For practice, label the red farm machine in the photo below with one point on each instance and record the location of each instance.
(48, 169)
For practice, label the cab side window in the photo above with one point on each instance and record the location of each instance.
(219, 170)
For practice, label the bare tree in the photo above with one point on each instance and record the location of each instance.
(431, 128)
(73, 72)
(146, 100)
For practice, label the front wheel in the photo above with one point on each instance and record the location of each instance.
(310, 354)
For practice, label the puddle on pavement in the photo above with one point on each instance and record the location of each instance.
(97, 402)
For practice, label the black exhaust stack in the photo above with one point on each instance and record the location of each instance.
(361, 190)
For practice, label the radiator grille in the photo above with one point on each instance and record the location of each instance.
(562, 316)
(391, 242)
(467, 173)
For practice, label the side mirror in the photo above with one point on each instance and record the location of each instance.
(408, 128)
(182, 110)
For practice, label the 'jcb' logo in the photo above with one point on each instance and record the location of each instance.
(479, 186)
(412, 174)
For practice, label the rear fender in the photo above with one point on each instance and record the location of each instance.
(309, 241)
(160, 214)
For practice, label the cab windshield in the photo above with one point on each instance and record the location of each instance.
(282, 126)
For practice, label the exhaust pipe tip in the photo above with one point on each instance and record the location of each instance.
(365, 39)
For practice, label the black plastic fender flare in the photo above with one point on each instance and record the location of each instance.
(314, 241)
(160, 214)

++++++++++

INSTRUCTIONS TO FOLLOW ::
Using the records above, please repeat the line with "For practice, label the 'jcb'" and every line after it exactly, and give no other text.

RESPONSE TO THIS EXERCISE ::
For practice, label the 'jcb' logo in the photo above with one point on each instance and record the location of each instance.
(479, 186)
(412, 174)
For practice, label the rear fender in the photo above with one point on each instance and record the location of each instance.
(309, 241)
(160, 214)
For practice, label the cab windshield in the photo above with one point on each instance and record the location of each instance.
(282, 126)
For practice, label the exhaust pipe tip in the photo above with one point on each instance and record the location of each instance.
(365, 39)
For practice, label the black plastic fender flare in the photo above with one point on each instance and record the location of each instance.
(314, 241)
(160, 214)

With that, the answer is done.